> _Aim of the task_:
Render only the records from the line containing "Each <instance> may" through the line containing "4L176 0L58 138L38", both included, as a Markdown table with the columns Row and Text. Put each line's number in Row and the line itself in Text, and leave out blank lines.

> _Exercise input_:
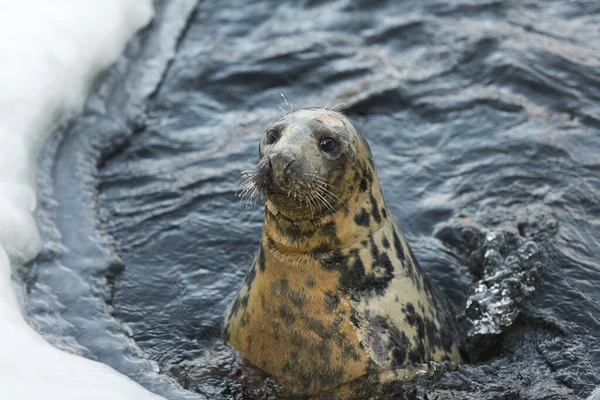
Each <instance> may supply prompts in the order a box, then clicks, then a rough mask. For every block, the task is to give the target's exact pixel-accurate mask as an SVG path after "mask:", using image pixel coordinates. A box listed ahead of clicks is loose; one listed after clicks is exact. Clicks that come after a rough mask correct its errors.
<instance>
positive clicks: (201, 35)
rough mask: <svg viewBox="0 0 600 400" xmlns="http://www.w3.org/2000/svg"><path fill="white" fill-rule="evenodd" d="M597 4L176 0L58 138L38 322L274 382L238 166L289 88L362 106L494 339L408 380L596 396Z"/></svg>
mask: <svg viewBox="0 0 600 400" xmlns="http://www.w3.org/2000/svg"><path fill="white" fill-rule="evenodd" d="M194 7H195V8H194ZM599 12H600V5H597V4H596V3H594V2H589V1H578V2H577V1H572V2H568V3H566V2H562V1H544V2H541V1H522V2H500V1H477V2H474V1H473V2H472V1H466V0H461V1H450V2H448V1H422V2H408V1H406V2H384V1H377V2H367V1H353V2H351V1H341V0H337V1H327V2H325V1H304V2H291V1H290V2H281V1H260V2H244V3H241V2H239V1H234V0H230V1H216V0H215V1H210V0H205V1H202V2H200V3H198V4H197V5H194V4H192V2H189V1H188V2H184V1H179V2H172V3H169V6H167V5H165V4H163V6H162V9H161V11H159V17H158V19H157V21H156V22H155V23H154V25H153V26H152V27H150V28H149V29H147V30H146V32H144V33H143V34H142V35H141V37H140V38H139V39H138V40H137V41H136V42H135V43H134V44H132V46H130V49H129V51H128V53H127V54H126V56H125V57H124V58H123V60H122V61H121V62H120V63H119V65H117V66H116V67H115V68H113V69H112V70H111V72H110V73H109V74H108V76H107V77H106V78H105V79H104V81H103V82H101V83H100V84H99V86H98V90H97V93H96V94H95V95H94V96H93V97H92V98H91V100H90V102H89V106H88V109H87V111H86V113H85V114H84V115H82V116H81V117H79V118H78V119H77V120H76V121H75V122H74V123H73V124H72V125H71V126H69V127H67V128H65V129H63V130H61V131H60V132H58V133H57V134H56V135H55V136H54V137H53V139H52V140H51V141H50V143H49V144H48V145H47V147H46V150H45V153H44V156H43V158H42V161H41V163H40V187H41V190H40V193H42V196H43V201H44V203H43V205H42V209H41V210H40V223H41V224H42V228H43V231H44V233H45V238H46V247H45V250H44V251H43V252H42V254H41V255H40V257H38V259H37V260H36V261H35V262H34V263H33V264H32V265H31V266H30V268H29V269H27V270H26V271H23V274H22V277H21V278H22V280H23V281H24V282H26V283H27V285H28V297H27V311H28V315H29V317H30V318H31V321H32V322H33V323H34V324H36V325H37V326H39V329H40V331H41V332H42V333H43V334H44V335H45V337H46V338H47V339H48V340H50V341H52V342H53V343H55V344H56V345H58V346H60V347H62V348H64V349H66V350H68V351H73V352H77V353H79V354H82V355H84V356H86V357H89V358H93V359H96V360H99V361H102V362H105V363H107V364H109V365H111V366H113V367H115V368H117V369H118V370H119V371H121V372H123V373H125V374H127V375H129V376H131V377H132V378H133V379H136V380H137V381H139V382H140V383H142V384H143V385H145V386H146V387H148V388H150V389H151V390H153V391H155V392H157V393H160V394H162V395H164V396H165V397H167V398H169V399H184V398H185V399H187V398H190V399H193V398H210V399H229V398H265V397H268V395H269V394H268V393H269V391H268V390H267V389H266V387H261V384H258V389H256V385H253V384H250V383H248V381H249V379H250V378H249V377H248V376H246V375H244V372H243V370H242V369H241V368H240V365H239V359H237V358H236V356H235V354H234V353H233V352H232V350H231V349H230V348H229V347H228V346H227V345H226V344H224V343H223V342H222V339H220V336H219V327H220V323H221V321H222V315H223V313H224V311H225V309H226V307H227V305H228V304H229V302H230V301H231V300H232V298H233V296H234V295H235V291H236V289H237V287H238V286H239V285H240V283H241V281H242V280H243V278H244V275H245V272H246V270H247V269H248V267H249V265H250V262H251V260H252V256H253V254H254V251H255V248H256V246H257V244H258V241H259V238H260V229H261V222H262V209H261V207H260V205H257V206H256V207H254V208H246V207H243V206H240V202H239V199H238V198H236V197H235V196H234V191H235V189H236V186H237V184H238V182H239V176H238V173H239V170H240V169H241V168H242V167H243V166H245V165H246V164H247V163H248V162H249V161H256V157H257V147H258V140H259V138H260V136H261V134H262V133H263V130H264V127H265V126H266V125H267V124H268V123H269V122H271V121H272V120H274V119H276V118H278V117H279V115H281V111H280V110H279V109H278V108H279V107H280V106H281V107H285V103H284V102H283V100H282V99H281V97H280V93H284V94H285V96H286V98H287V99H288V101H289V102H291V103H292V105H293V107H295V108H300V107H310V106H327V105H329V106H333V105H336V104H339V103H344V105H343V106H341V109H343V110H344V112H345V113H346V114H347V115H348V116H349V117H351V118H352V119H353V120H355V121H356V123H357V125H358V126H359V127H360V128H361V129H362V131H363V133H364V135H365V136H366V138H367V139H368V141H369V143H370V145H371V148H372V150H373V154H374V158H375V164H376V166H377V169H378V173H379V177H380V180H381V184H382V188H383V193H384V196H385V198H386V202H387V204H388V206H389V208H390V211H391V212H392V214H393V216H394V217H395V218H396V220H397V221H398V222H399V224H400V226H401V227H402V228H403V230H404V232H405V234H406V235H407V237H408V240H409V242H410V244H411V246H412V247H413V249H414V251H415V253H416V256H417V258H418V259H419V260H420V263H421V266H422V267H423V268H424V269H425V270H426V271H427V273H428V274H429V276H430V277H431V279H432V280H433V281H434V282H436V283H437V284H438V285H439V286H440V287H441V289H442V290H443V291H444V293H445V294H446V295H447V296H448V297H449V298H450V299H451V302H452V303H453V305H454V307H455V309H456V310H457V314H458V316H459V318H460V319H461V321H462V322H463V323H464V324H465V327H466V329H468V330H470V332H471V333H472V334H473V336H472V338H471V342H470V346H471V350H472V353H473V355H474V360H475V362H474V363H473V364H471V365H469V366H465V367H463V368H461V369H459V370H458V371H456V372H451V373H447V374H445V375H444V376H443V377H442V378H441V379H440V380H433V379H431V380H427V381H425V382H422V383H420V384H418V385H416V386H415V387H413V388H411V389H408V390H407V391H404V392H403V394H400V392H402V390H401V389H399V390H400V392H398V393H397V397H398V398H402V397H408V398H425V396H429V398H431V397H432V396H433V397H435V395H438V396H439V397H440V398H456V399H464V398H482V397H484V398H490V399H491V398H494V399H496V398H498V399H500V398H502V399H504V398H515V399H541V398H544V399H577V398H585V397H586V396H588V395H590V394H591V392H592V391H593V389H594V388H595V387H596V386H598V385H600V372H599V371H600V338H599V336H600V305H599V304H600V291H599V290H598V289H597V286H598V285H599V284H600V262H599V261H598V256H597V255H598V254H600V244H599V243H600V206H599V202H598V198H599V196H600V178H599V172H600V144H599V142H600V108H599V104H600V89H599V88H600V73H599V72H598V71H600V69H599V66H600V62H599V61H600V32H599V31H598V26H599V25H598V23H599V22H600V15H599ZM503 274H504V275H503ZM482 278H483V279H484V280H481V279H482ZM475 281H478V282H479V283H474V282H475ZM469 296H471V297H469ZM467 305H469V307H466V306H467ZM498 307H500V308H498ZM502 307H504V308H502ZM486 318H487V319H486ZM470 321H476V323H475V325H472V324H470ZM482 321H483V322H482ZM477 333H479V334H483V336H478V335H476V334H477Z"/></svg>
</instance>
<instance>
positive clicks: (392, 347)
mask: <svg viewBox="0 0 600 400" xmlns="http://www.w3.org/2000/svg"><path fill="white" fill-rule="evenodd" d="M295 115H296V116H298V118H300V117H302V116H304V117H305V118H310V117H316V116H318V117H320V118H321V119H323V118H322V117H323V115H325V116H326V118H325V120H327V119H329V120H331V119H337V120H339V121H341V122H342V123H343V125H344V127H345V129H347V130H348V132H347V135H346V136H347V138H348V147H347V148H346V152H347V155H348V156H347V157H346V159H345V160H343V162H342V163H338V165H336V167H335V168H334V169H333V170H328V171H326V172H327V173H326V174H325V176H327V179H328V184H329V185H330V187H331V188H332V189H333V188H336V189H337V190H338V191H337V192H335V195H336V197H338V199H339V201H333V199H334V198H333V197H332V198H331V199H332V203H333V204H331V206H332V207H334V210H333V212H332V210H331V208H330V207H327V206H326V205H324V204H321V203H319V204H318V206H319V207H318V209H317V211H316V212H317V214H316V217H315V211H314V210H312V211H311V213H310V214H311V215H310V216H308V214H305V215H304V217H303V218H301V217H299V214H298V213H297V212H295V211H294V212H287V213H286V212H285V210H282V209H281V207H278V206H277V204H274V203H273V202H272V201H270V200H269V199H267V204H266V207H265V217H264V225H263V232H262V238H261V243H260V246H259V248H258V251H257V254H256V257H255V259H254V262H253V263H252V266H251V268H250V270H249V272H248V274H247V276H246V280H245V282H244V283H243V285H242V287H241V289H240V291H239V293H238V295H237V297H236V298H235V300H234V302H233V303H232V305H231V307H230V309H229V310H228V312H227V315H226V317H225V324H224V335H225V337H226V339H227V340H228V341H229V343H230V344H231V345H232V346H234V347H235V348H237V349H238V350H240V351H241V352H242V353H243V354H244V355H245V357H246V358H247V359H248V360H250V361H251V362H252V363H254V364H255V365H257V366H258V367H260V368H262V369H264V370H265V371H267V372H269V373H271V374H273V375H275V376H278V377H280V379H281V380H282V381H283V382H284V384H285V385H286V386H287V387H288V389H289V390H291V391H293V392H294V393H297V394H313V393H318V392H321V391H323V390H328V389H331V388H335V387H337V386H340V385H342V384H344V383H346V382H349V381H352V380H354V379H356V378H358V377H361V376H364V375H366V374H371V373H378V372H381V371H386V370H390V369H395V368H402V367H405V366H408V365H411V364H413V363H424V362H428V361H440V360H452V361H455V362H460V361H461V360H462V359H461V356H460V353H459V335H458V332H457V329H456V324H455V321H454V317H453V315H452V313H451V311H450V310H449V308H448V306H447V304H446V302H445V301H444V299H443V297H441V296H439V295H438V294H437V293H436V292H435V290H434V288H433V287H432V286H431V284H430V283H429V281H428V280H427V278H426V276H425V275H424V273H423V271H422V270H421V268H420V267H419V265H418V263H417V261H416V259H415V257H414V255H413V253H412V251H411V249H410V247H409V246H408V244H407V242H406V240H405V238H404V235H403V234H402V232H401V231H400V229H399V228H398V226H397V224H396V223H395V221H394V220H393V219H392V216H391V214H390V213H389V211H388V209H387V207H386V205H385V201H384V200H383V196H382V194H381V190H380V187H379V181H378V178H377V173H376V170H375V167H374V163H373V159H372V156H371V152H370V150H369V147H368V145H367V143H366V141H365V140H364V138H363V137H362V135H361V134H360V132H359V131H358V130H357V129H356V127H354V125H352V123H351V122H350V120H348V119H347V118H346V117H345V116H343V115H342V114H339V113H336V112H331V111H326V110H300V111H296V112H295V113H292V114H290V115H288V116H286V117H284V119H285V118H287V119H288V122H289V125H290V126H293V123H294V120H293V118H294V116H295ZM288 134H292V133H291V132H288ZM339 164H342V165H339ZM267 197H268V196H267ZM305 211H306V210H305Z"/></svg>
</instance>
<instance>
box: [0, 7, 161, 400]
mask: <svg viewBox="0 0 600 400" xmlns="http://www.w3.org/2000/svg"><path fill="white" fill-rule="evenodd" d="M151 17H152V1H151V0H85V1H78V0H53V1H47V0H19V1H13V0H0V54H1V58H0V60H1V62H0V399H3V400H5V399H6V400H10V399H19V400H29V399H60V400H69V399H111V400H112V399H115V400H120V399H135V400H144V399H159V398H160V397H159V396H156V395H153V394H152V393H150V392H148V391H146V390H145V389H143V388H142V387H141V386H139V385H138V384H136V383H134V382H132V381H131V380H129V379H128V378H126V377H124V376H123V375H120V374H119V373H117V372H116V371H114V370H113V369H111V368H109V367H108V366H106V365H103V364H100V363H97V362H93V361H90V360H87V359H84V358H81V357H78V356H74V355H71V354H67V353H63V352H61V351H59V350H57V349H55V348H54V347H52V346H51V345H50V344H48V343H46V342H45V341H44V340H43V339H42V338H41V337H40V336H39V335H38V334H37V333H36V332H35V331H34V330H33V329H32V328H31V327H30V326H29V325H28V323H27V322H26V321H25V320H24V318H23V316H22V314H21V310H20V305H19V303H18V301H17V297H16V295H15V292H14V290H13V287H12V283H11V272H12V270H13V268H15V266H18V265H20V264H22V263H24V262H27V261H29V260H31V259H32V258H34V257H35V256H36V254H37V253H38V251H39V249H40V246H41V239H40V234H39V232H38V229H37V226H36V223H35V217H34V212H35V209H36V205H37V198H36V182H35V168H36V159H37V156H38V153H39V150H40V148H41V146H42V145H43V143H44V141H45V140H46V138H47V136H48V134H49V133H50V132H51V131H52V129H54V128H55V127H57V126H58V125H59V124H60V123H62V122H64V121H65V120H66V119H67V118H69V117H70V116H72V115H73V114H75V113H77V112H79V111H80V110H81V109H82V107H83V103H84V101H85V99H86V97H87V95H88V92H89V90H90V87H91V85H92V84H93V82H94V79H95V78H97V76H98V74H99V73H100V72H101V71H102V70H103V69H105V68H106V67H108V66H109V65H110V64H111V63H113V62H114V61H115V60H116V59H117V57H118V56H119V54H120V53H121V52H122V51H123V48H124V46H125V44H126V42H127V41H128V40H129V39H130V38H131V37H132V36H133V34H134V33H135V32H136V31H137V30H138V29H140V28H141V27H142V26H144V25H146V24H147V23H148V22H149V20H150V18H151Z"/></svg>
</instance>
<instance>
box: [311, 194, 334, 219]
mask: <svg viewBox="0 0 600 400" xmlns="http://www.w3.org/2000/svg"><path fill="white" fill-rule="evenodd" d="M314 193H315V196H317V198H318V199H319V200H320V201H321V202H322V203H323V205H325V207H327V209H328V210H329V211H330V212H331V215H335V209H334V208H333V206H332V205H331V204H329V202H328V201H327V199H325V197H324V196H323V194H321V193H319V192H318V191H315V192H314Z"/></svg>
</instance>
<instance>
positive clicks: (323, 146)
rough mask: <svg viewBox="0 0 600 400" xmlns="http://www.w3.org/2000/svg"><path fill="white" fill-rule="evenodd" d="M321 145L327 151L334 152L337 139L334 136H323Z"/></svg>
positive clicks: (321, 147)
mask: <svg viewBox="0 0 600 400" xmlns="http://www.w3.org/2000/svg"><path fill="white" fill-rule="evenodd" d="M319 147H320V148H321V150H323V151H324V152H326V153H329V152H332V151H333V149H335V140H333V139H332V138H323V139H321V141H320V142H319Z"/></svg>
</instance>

* * *

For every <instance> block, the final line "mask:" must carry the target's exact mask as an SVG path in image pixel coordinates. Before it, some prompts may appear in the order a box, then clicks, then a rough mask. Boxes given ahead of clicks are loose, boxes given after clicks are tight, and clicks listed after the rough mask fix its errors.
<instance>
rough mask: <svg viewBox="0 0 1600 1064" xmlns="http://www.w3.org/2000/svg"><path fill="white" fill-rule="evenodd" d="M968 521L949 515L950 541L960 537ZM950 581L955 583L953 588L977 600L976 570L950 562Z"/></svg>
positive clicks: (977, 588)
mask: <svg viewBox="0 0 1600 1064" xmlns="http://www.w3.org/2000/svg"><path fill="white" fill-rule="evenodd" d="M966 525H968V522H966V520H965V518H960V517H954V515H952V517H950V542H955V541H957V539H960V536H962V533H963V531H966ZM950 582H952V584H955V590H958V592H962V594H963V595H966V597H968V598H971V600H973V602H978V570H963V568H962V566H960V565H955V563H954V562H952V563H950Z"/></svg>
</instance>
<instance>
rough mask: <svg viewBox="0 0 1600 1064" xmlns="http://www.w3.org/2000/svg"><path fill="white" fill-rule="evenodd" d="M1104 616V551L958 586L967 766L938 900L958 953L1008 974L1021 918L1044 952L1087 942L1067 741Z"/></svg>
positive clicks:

* * *

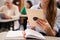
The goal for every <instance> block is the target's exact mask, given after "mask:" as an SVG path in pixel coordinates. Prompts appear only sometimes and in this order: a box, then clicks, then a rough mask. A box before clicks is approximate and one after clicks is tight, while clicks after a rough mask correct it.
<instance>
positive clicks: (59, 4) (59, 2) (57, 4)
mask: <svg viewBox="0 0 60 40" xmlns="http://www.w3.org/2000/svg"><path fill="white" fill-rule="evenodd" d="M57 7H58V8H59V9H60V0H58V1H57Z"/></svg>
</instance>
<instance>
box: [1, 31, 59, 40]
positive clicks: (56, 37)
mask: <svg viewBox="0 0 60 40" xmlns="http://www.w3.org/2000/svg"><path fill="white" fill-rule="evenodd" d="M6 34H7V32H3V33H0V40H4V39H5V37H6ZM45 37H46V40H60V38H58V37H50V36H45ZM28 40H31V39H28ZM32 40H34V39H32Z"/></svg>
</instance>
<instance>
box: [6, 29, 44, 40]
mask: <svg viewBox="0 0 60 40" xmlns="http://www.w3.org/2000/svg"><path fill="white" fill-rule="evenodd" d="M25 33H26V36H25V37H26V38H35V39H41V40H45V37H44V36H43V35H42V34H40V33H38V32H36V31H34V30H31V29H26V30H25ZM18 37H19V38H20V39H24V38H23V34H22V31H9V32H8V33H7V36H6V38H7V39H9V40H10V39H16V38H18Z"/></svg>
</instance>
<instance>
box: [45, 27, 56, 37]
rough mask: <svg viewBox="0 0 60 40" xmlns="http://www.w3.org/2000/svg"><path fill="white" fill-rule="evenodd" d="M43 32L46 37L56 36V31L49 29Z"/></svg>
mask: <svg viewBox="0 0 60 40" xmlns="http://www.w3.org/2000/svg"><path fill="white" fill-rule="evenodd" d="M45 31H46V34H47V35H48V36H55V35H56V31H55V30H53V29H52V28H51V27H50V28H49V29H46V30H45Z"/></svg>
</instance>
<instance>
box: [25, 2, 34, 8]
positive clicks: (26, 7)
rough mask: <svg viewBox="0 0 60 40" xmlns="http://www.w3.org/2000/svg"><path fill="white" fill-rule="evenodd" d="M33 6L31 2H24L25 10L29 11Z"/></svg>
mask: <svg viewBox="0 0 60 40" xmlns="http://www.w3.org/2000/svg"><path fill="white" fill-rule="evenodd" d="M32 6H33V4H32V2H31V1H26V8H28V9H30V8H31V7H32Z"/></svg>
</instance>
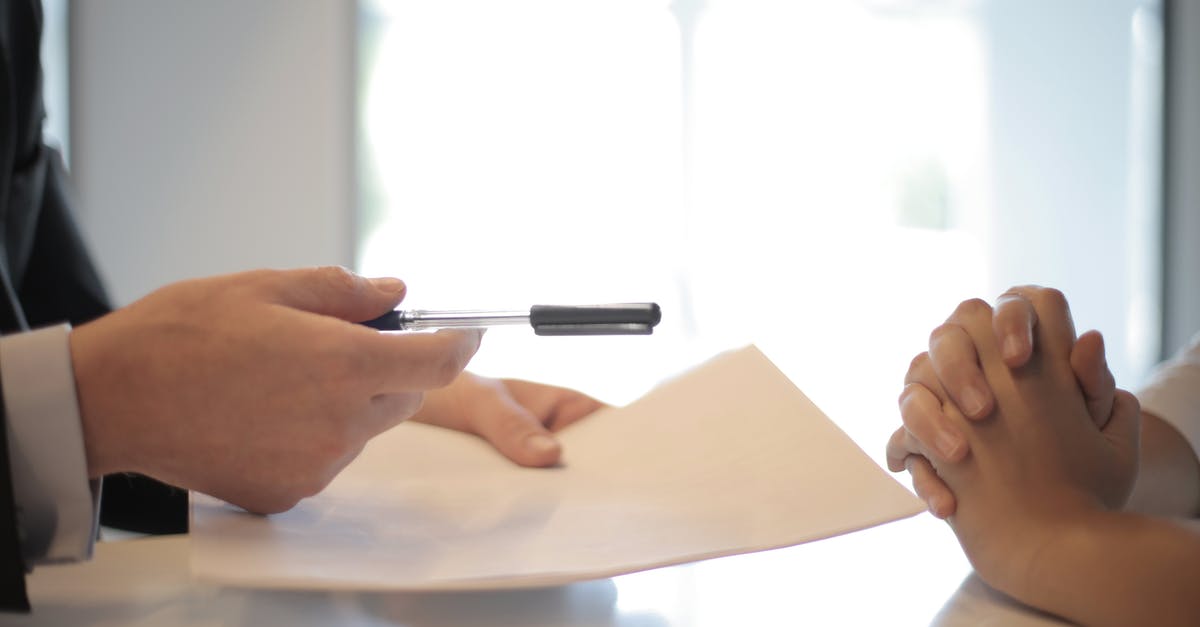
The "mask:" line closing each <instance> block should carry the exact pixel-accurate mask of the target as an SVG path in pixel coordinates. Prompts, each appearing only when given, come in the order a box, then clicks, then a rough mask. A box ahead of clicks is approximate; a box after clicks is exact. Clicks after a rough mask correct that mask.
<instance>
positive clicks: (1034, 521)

> _Answer box_:
| Row | Text |
|---|---|
| 1 | Each <instance> may supply prompts in the order a box, then clicks, then a rough mask. For every block, the task is to give the target's exact pixel-accurate mask as an SVG path after "mask:", using image pixel coordinates. A box listed ahead of clicks is loose; one listed after clicks is exact. Clicks that come after a rough mask correct its errors. |
| 2 | <instance> |
| 3 | positive clicks: (201, 35) |
| 4 | rough mask: <svg viewBox="0 0 600 400" xmlns="http://www.w3.org/2000/svg"><path fill="white" fill-rule="evenodd" d="M597 4L176 0L58 138L38 322L274 382L238 166L289 88L362 106L494 339L408 380L596 396Z"/></svg> |